» **Work to do**
Reproduce all of the data below line for line, omitting the pictures.

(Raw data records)
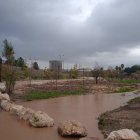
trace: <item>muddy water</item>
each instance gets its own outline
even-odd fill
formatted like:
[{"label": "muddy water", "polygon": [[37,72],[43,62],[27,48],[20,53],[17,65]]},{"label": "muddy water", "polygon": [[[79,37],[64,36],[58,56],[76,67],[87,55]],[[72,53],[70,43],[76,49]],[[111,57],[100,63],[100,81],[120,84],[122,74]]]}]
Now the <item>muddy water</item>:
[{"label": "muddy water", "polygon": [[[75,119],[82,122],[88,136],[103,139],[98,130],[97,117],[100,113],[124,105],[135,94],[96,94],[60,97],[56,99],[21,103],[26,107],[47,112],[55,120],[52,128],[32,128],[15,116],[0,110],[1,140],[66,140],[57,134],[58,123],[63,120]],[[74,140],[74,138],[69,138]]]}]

» **Task output**
trace: <item>muddy water</item>
each instance gets its own outline
even-odd fill
formatted like:
[{"label": "muddy water", "polygon": [[37,72],[43,62],[27,48],[20,53],[17,65]]},{"label": "muddy water", "polygon": [[[79,37],[64,36],[58,56],[76,67],[87,55]],[[72,53],[70,43],[76,49]],[[111,57],[100,63],[100,81],[120,84],[122,74]]]}]
Now the <item>muddy water</item>:
[{"label": "muddy water", "polygon": [[[75,119],[82,122],[88,136],[103,139],[98,130],[97,117],[100,113],[124,105],[135,94],[96,94],[60,97],[56,99],[21,103],[26,107],[47,112],[55,120],[52,128],[32,128],[15,116],[0,110],[1,140],[66,140],[57,134],[58,123],[63,120]],[[74,140],[74,138],[69,138]]]}]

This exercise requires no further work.